» **Exercise aim**: From the first line of the listing below to the line with "[locate] cat's ear (one point each)", print each line exactly, and nothing more. Leave out the pictures.

··· Data for analysis ···

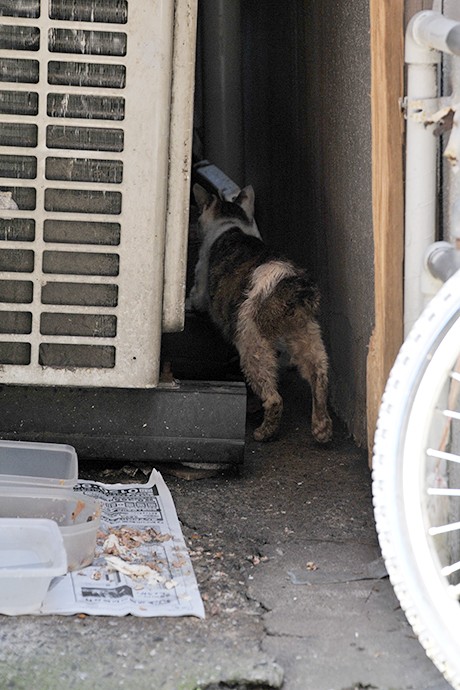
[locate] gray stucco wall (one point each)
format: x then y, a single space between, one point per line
308 155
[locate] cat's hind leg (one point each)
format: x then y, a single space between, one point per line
259 363
308 353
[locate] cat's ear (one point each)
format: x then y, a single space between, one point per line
202 197
246 200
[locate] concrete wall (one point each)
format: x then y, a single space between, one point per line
306 76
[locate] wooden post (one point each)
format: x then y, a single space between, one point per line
387 61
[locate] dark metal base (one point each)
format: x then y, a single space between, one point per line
193 421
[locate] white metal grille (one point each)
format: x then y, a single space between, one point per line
85 149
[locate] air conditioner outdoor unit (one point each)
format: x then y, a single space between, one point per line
96 101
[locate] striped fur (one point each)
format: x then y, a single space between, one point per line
259 300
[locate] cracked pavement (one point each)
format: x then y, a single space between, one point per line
287 561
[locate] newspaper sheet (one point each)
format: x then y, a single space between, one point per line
141 566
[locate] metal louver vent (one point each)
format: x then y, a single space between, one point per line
86 171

···

» **Expected answer**:
[locate] gray stucco wall (one point each)
format: x then y, a single space between, one point per line
308 155
[locate] cat's hind leg (one point each)
format: x then y, a single space between, one point per line
259 363
308 353
[locate] cat's ear (one point each)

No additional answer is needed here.